[SUPPLIED MATERIAL — start]
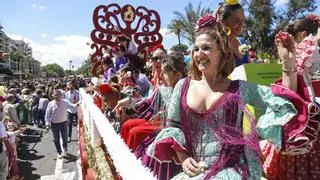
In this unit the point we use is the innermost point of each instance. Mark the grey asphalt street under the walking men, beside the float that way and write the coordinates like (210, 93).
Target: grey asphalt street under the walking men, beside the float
(37, 156)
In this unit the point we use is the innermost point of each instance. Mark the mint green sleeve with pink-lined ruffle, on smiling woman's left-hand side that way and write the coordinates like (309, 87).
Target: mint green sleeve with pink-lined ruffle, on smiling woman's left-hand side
(170, 139)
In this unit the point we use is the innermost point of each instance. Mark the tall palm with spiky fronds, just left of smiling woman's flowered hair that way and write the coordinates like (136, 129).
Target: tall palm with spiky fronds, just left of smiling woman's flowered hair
(189, 20)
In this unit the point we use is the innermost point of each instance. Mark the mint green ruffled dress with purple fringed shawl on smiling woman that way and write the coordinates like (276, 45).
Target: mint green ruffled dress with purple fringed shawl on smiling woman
(216, 136)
[SUPPLIED MATERIAL — finish]
■ EXERCISE REQUIREMENTS: Please transcribe all of the entries word for word, with the pictures left out.

■ TASK RESULT:
In this unit the point we use is the innermost point of each instance. Mark the grey asphalt street under the walking men, beside the float that way and write the coordinates like (210, 93).
Target: grey asphalt street under the walking men, beside the float
(37, 156)
In this unit the point we use is the innermost point of each instance. Mark the mint green sleeve with pink-lined ruffle, on smiling woman's left-hand side that way and write the coordinates like (309, 87).
Target: mint green sleeve with pink-lined ruffle, on smiling woman's left-hand side
(170, 139)
In this unit the point we use is the innermost point of each instance. Mark the tall palm with spiky fronds, just left of smiling woman's flowered hair that way and write the coordinates like (136, 129).
Target: tall palm with spiky fronds, just left of smiling woman's flowered hair
(189, 20)
In this unit the point we use is the innermost point of each instance. Mark the mint green ruffled dress with purple fringed shawl on smiling woman that way and write the coordinates like (276, 45).
Target: mint green ruffled dress with purple fringed shawl on smiling woman
(216, 136)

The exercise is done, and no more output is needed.